*** Extract Section Begins ***
Ok puddles, let me guess, another fireman right? Way to come to his defense.
You got anything else for me PUDDLES? Maybe more creativity? :roll:


----------



## Puddles (Nov 28, 2007)

Roll your eyes-thats what my wife does.


----------



## muddy (Dec 19, 2007)

> Roll your eyes-thats what my wife does


I would too if I had to put up with you people!


----------



## Poo Pie (Nov 23, 2007)

Oh Muddy, don't be a hater! just because we only work ten days a month and pretty much fish the rest of it.


----------



## LOAH (Sep 29, 2007)

Where do I sign up? :shock: 

Wouldn't anyone enjoy that job? Plus the perks are great, I understand.


Take a pill, muddy. One of these guys could save your life someday. They've got a strong 'team' bond and they've got nicknames for each other. Who cares?


----------



## Poo Pie (Nov 23, 2007)
*** Extract Section Ends ***
*** Data block Section Begins ***
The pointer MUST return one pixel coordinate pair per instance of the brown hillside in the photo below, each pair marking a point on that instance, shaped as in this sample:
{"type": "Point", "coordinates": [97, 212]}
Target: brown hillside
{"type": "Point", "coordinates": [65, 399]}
*** Data block Section Ends ***
Exercise:
Copy out the full forum thread above word for word.

Completed task:
Ok puddles, let me guess, another fireman right? Way to come to his defense.
You got anything else for me PUDDLES? Maybe more creativity? :roll:


----------



## Puddles (Nov 28, 2007)

Roll your eyes-thats what my wife does.


----------



## muddy (Dec 19, 2007)

> Roll your eyes-thats what my wife does


I would too if I had to put up with you people!


----------



## Poo Pie (Nov 23, 2007)

Oh Muddy, don't be a hater! just because we only work ten days a month and pretty much fish the rest of it.


----------



## LOAH (Sep 29, 2007)

Where do I sign up? :shock: 

Wouldn't anyone enjoy that job? Plus the perks are great, I understand.


Take a pill, muddy. One of these guys could save your life someday. They've got a strong 'team' bond and they've got nicknames for each other. Who cares?


----------



## Poo Pie (Nov 23, 2007)